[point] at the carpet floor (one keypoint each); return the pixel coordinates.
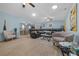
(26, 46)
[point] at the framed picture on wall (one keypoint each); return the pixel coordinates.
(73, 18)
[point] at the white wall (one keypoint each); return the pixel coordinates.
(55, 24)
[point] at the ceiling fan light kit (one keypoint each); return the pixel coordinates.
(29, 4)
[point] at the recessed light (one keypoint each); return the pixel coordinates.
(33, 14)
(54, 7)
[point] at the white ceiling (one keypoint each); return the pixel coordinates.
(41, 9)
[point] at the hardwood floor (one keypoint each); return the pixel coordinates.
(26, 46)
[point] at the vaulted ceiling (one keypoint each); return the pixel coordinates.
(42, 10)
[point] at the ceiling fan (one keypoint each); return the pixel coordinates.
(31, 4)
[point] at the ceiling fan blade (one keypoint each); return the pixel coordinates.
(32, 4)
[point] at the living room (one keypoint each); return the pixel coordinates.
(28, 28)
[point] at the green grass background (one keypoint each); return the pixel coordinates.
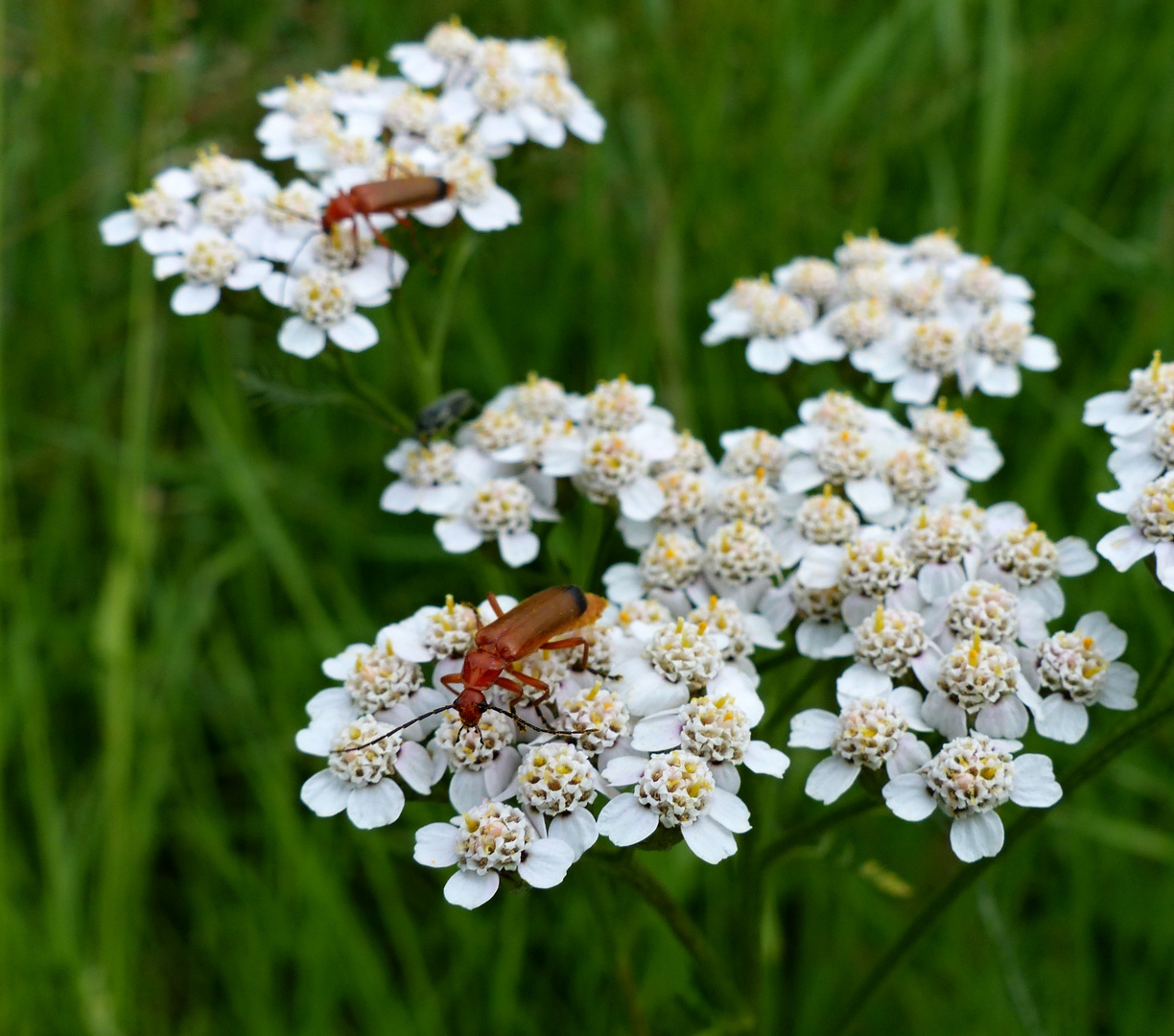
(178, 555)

::::

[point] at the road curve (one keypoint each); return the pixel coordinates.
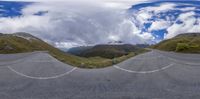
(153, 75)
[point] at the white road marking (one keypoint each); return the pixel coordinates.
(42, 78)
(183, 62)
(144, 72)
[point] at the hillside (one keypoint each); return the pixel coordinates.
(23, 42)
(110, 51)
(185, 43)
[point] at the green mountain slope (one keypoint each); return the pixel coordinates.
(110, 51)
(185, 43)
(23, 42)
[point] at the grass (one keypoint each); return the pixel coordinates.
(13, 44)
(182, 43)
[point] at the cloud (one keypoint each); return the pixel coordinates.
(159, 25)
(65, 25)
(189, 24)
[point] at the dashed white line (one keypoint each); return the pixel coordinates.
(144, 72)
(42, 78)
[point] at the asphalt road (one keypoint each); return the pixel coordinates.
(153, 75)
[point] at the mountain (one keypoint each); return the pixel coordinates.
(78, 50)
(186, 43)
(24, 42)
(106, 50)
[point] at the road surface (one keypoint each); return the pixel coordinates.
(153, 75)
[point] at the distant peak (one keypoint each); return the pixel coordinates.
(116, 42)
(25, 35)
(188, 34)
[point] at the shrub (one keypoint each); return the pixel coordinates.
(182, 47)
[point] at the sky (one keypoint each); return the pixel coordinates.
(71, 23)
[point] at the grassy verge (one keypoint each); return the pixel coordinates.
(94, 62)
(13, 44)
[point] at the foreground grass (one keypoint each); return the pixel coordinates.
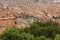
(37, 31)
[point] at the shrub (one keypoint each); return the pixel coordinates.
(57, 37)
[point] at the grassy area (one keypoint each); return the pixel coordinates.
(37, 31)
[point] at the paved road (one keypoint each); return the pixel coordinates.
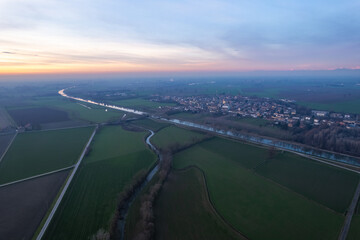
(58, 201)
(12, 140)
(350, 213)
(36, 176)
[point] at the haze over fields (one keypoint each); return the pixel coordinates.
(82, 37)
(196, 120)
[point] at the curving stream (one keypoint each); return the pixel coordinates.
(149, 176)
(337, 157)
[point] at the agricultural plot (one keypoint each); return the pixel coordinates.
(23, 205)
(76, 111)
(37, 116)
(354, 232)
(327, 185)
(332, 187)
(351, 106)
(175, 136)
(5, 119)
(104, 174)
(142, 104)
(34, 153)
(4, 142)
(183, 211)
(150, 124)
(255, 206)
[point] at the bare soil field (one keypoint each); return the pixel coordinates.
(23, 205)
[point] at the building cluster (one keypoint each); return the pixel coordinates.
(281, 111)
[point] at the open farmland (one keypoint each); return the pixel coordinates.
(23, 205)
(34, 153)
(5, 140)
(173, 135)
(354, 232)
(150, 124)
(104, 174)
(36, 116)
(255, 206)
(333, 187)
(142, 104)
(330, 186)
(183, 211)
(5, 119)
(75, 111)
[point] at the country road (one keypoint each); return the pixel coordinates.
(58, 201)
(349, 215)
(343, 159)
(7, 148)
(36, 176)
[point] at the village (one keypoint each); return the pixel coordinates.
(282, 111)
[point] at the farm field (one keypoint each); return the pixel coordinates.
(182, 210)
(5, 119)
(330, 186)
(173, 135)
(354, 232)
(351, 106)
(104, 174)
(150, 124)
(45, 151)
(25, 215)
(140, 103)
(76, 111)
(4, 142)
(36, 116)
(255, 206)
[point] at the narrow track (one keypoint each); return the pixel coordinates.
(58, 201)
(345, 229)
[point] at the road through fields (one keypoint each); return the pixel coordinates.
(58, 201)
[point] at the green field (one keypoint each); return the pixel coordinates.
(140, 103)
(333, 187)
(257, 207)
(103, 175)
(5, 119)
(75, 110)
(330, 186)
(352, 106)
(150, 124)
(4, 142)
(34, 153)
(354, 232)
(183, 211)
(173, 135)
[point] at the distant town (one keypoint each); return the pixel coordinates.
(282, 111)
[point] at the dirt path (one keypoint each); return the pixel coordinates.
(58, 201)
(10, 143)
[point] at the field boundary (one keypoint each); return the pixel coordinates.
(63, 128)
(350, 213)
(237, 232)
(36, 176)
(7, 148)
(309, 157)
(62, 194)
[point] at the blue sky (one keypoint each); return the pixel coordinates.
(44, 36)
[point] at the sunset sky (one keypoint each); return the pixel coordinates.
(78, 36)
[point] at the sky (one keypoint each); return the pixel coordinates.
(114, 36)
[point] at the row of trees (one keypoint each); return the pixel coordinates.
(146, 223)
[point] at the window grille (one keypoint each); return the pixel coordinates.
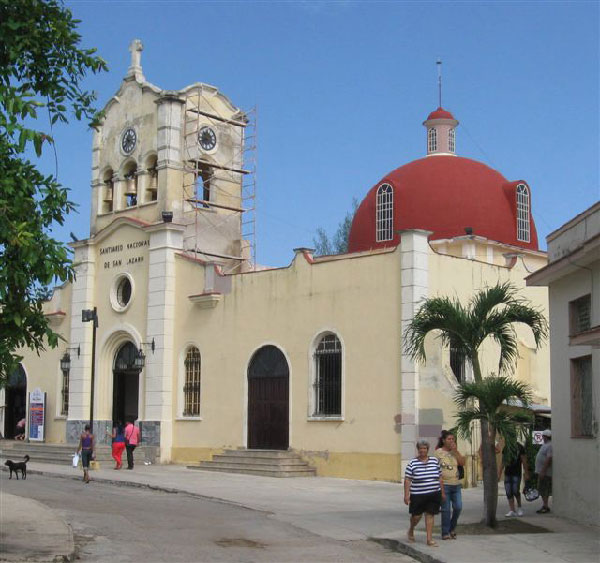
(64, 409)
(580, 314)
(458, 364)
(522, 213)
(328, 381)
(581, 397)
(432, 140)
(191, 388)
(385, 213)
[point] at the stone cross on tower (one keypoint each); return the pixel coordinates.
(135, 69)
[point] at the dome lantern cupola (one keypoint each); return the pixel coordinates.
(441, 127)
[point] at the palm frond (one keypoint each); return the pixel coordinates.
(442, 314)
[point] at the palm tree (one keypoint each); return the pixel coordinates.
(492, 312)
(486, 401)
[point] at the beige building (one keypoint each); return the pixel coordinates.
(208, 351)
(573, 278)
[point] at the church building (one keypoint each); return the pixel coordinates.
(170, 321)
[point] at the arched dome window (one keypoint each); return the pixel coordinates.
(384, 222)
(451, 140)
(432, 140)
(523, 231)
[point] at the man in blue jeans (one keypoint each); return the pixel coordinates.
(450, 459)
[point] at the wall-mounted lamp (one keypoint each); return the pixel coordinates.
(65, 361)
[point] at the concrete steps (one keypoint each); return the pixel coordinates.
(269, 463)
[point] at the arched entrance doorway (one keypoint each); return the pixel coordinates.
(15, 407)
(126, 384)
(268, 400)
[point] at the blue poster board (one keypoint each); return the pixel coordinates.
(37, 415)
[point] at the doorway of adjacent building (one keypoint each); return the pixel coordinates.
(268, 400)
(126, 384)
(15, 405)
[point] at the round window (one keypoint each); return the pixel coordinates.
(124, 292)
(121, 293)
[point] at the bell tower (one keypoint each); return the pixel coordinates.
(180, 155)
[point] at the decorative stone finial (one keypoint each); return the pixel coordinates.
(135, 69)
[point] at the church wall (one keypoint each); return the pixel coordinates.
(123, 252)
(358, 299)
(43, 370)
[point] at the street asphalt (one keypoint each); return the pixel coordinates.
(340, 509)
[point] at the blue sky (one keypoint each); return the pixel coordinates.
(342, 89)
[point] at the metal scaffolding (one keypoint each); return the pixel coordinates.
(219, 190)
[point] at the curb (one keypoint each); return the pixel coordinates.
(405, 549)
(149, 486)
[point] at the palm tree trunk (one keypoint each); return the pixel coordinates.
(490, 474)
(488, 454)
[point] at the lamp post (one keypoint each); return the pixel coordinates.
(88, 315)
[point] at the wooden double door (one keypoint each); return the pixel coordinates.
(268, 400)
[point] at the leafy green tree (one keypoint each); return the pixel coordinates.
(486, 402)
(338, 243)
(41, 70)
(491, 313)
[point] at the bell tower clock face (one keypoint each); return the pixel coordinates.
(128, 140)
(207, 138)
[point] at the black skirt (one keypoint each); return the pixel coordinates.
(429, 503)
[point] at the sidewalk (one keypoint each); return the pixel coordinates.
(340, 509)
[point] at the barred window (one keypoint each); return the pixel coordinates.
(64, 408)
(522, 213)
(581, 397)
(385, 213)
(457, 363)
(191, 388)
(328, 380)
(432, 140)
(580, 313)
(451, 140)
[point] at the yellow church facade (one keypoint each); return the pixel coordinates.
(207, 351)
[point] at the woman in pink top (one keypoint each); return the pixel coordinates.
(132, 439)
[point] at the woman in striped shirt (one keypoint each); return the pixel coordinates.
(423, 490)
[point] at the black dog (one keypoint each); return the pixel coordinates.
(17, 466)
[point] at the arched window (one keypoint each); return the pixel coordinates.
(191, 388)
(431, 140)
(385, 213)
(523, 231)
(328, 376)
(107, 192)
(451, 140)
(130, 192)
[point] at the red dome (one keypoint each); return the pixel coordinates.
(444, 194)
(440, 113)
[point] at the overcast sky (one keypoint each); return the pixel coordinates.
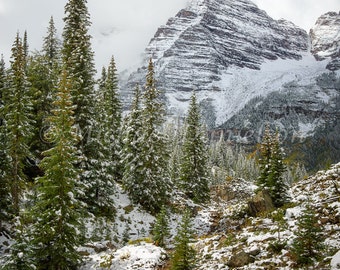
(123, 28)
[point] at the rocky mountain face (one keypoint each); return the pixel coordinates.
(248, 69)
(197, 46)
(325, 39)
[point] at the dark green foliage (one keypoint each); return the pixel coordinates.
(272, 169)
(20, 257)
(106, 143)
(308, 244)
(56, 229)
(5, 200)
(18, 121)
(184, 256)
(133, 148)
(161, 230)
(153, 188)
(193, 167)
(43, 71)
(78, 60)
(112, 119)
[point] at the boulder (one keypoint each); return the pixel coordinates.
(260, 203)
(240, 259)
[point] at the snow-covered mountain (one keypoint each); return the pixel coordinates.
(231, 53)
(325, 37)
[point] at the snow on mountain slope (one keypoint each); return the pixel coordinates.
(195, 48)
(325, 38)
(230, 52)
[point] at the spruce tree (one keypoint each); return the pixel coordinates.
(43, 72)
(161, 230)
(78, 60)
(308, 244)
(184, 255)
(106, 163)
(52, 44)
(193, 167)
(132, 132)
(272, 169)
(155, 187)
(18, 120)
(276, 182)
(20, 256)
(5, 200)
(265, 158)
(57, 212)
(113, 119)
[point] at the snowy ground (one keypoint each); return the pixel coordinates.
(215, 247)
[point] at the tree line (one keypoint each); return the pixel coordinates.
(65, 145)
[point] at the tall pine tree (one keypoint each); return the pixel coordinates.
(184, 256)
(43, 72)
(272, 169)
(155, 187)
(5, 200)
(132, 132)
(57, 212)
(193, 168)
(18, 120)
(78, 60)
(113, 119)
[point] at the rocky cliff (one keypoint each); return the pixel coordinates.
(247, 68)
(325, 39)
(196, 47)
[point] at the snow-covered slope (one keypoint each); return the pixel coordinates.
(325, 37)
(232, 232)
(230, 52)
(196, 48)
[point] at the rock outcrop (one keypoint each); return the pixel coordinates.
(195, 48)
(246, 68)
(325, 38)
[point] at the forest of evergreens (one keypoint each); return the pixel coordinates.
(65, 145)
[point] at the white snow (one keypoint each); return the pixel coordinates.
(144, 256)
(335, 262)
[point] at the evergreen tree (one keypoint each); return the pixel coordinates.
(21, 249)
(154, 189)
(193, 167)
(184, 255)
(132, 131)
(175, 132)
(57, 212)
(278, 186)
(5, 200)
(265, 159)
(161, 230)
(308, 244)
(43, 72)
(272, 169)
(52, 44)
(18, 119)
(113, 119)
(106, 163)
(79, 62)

::::

From the listing above, extract every line that contains the word "light".

- **Final result**
[point] at the ceiling fan light kit (one keypoint each); return the pixel coordinates.
[point] at the recessed light (one keypoint each); return the pixel coordinates.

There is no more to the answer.